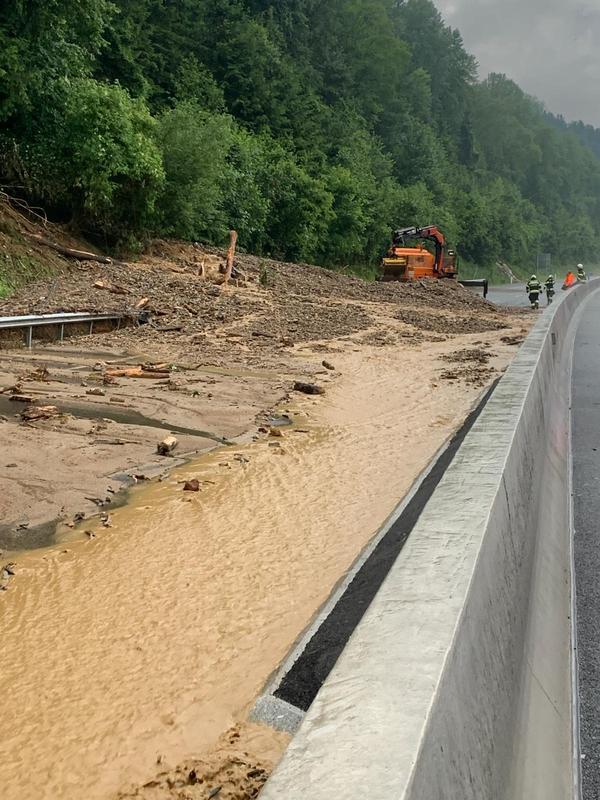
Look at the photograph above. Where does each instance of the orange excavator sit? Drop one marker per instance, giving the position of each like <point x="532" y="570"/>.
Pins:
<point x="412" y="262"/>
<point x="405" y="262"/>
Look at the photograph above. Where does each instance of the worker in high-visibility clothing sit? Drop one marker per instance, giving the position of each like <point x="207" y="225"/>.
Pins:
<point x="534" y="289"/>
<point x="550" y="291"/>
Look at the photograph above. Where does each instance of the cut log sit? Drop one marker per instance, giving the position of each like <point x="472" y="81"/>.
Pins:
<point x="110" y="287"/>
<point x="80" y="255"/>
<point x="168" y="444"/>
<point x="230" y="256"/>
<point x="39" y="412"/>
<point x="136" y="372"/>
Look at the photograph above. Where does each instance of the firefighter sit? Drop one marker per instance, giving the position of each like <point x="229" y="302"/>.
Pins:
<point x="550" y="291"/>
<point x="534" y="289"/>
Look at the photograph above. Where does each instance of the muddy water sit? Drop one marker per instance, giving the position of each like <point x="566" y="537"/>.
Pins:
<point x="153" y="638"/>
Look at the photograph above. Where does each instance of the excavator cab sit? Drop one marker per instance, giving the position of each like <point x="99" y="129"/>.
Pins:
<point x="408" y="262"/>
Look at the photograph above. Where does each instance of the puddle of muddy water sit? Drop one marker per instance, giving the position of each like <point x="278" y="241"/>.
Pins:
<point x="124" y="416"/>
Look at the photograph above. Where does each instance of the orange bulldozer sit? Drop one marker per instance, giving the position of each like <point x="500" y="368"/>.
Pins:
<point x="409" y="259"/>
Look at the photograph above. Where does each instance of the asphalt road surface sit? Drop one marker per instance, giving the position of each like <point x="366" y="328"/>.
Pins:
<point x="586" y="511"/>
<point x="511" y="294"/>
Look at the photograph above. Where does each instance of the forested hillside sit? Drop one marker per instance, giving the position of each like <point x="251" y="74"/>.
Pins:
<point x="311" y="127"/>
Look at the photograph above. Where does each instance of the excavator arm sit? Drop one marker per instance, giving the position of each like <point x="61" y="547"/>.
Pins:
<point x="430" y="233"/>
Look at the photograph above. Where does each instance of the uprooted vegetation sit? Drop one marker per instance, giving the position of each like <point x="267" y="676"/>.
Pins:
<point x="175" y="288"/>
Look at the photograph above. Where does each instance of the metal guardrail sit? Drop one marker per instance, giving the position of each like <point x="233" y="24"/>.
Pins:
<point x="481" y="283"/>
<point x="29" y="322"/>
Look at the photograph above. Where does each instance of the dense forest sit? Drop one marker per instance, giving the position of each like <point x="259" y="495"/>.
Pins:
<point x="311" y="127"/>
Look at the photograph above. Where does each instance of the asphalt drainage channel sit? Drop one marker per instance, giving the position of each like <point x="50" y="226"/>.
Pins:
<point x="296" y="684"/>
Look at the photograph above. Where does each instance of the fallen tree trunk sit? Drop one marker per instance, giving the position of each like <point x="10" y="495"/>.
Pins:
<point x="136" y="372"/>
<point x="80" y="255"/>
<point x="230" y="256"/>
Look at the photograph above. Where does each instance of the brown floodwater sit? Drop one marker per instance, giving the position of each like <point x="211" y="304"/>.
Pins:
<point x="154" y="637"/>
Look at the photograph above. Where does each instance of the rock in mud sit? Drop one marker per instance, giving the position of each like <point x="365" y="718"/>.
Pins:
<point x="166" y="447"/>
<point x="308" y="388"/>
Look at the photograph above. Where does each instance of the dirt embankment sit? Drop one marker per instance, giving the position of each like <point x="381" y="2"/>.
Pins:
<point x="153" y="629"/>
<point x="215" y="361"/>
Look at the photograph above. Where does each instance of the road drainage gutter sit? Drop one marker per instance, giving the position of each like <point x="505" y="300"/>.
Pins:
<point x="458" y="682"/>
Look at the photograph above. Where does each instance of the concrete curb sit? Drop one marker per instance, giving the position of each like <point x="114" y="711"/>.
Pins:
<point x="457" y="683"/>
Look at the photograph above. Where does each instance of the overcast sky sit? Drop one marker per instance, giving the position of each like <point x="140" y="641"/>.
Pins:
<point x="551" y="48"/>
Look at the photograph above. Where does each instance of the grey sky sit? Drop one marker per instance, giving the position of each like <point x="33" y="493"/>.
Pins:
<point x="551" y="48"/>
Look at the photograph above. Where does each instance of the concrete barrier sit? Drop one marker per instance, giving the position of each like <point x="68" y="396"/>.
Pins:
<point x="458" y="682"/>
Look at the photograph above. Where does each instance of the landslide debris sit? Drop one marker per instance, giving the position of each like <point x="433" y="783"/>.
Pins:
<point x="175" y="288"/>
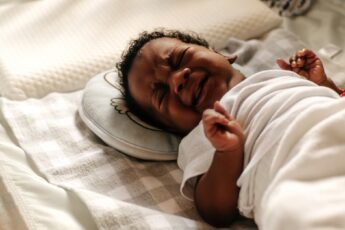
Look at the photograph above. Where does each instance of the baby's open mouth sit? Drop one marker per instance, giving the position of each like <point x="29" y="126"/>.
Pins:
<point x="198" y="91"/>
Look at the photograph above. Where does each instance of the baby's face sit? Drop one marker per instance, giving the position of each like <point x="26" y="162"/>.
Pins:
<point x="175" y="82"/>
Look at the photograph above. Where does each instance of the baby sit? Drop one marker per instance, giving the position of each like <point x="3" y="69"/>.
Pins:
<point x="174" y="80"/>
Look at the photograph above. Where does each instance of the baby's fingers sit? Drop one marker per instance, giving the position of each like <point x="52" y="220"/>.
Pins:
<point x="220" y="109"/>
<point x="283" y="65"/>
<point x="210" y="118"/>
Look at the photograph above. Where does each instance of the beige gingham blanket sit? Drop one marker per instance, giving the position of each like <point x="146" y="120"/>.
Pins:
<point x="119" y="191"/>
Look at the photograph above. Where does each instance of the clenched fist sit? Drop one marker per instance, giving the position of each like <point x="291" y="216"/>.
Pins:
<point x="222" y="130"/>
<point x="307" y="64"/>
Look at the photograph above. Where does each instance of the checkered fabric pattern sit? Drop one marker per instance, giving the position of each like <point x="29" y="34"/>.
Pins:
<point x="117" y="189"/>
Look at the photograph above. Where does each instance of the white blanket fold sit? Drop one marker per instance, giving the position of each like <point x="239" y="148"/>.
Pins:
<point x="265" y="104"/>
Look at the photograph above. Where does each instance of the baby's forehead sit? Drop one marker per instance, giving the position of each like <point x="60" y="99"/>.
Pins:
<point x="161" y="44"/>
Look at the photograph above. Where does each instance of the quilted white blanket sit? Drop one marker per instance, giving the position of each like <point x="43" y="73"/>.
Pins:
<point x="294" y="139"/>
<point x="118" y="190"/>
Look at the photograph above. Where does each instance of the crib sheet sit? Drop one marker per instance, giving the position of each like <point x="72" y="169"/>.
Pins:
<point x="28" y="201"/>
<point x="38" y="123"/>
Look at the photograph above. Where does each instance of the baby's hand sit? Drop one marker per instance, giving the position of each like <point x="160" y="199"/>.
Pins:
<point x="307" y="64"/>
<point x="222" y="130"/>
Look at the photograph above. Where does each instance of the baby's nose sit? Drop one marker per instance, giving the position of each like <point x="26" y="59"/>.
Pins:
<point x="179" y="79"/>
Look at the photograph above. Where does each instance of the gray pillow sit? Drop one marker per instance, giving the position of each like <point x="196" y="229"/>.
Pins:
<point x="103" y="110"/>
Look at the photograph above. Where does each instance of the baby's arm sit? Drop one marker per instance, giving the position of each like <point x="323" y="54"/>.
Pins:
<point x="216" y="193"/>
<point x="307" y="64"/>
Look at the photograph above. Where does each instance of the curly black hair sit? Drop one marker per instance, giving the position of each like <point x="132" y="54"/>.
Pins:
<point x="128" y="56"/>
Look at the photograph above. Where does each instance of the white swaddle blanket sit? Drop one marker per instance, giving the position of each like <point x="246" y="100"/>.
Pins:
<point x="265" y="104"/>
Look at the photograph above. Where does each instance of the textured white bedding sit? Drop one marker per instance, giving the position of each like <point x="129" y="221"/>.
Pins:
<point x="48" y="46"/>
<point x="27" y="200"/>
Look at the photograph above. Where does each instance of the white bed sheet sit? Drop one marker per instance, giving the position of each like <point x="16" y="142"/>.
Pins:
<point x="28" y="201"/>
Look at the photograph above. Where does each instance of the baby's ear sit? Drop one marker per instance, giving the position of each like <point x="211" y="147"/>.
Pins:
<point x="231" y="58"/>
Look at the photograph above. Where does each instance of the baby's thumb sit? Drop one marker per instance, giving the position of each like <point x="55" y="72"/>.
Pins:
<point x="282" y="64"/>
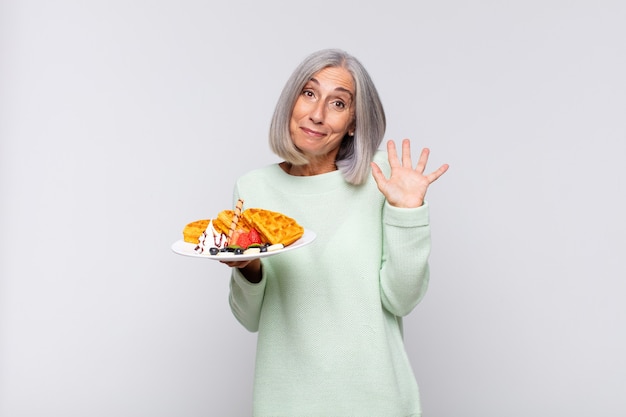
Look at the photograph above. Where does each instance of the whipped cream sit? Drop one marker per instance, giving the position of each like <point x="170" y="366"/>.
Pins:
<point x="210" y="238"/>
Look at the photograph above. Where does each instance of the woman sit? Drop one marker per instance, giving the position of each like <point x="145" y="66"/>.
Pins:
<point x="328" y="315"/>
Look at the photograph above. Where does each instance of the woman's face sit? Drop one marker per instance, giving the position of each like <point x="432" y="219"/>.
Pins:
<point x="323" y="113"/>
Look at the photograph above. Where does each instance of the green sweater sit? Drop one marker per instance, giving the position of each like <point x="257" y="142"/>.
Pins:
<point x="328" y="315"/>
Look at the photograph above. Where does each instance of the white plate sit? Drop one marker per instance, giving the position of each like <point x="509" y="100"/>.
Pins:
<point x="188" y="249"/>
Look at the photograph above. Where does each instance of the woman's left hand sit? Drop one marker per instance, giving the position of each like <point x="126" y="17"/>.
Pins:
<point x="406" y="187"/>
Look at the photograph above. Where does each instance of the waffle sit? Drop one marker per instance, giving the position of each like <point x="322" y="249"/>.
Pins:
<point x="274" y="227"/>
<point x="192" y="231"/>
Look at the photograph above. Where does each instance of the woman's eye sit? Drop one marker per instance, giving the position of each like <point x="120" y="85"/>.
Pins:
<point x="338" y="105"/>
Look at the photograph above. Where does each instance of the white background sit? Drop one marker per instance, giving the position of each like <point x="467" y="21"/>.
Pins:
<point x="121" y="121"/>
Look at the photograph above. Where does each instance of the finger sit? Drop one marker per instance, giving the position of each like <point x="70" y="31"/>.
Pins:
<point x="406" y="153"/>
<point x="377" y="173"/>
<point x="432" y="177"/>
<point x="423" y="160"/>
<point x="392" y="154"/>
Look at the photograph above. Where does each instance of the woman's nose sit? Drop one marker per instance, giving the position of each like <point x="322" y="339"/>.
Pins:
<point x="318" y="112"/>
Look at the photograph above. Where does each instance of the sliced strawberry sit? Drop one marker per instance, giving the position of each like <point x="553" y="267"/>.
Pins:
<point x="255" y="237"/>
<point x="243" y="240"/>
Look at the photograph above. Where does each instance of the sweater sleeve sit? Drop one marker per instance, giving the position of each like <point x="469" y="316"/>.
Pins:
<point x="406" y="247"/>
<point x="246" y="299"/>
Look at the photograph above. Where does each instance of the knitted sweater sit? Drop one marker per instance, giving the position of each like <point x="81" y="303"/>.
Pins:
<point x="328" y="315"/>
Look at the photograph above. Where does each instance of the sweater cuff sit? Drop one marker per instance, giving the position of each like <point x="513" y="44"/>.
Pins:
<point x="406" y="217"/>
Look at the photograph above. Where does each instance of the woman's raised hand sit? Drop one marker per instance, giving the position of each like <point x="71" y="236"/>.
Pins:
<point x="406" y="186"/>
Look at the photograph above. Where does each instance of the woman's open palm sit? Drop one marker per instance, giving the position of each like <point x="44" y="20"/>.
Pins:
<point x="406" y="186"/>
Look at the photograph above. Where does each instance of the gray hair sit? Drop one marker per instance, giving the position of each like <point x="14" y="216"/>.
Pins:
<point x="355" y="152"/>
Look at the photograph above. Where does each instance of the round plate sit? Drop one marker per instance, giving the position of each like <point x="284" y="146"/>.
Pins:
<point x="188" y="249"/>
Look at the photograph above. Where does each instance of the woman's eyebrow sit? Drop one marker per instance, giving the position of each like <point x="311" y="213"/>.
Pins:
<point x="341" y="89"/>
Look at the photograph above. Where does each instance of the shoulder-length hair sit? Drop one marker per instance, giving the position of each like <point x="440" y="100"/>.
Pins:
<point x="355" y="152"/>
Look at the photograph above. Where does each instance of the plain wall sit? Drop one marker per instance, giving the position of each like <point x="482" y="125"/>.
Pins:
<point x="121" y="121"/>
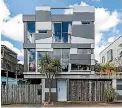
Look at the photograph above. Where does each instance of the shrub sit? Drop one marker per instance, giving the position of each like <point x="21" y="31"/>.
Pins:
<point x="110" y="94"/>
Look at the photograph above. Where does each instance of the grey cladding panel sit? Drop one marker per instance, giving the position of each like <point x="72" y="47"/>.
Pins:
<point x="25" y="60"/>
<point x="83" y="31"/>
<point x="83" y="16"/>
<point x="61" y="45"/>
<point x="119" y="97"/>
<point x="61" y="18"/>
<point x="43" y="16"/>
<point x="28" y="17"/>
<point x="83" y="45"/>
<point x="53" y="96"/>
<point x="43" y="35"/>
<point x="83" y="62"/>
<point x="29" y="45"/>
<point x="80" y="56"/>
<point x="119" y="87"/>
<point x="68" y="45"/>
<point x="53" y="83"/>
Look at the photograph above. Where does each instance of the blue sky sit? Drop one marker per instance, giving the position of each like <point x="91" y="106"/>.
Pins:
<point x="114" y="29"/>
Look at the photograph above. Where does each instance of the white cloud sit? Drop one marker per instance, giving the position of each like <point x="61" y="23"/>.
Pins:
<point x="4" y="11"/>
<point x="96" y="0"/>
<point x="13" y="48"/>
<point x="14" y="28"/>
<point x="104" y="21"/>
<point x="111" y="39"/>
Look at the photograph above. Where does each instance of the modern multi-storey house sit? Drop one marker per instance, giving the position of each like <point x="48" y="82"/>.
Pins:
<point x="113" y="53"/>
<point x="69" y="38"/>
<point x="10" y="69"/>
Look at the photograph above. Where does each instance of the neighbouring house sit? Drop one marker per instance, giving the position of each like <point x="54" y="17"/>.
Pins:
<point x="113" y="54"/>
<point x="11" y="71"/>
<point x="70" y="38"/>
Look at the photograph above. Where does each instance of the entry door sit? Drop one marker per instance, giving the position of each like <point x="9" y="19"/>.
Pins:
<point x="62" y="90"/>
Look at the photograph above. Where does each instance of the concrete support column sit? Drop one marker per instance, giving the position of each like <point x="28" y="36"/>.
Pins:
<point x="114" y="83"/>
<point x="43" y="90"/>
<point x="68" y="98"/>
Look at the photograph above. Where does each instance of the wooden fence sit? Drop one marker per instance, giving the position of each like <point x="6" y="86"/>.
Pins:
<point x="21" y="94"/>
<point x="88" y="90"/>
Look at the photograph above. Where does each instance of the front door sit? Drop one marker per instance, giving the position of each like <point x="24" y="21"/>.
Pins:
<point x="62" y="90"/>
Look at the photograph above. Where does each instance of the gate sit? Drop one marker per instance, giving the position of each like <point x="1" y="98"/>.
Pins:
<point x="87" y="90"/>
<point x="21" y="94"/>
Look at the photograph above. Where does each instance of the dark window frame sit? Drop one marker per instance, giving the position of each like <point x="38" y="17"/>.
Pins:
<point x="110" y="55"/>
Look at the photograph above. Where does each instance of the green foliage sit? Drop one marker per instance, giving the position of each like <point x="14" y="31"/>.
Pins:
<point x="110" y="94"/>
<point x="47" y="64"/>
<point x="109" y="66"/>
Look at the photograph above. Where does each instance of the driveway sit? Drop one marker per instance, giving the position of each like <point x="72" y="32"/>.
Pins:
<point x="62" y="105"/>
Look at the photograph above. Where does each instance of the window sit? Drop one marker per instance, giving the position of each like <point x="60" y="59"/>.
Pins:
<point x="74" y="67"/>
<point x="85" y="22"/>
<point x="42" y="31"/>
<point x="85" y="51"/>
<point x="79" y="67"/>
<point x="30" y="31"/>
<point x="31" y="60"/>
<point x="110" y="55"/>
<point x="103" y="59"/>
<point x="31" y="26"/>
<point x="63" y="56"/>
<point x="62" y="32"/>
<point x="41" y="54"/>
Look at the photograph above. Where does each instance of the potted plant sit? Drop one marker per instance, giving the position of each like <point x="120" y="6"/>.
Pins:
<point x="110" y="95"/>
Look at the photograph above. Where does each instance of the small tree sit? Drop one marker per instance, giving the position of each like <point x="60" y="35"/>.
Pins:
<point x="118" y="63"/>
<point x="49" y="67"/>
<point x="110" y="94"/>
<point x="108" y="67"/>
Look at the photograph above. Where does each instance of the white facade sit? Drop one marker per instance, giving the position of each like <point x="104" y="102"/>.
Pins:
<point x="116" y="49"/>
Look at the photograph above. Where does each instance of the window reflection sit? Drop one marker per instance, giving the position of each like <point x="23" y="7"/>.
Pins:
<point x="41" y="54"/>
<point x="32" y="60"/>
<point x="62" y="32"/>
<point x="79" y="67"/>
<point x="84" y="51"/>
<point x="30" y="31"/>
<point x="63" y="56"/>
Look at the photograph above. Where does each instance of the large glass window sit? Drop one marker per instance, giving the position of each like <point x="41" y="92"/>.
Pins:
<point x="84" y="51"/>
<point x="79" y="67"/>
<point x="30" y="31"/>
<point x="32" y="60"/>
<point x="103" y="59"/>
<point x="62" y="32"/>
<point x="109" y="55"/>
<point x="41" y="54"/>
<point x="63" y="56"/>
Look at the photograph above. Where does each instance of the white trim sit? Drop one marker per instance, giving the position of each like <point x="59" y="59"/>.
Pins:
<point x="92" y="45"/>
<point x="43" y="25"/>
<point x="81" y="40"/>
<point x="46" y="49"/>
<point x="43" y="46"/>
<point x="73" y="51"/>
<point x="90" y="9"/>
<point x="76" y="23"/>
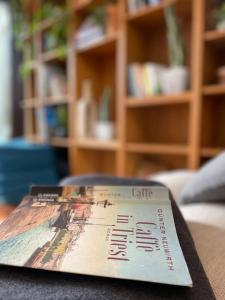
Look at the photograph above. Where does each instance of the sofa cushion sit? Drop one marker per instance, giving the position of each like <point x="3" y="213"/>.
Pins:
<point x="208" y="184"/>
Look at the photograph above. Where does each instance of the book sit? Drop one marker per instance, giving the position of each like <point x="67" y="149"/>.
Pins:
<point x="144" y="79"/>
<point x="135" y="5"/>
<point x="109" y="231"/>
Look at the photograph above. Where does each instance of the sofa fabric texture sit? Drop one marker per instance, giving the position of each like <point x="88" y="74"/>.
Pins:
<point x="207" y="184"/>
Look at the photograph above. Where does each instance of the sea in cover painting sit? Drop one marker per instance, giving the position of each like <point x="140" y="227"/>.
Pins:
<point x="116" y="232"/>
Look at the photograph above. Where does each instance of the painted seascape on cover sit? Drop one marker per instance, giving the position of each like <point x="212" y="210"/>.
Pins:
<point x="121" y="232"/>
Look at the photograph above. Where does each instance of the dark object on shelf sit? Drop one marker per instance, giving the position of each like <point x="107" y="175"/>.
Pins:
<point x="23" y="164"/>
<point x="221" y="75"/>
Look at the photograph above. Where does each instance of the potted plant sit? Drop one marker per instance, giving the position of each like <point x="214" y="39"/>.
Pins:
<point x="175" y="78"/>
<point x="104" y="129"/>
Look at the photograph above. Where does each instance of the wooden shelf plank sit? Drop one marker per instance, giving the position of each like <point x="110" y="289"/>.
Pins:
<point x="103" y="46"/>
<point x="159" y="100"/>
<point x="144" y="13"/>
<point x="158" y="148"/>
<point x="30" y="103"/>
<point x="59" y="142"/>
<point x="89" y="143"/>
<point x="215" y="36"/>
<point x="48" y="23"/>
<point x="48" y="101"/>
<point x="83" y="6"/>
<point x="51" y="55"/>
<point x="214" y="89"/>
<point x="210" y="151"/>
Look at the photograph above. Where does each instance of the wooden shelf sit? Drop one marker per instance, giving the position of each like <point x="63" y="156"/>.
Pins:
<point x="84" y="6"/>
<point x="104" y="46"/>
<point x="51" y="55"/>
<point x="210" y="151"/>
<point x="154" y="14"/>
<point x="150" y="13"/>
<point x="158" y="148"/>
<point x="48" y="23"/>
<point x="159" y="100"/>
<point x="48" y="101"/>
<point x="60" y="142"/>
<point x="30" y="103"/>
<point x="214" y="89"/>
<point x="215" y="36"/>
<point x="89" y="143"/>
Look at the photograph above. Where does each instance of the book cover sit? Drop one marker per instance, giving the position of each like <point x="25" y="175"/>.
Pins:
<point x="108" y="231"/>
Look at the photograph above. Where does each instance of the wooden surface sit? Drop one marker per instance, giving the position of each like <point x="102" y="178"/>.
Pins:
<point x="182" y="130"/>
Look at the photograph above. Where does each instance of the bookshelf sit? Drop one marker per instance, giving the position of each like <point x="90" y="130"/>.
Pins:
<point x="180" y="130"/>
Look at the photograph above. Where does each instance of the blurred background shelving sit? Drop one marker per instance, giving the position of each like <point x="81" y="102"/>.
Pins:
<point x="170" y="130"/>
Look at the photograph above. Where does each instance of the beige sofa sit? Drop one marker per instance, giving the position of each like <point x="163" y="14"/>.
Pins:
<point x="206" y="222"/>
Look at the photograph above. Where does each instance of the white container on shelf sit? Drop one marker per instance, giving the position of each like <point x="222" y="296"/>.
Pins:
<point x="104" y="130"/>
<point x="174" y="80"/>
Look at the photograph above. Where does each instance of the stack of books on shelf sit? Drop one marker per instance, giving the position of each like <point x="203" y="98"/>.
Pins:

:: Task ::
In the records above, locate the line that contains "of the blurred". Repeat it and every line after it, exactly, and nothing else.

:: Written response ::
Look at the photograph above. Where does each instance of the blurred background shelving sit? Drop one marker per instance, giving the position of each like <point x="81" y="102"/>.
Pins:
<point x="170" y="130"/>
Look at the photograph above. Where does each instance of the beige sofa sit? Drop one marker per instance, giving the position of each like <point x="163" y="14"/>.
Pins:
<point x="206" y="222"/>
Look at the photograph above. Where does each instance of the white container on shelf sit? Drop one marker per instance, giving the position of each like <point x="222" y="296"/>.
Pins:
<point x="104" y="130"/>
<point x="174" y="80"/>
Look at the photograph above. Where does each instance of the stack of books on shelf sit? Drop one marker per instance, giving the position of each like <point x="203" y="98"/>.
Pins:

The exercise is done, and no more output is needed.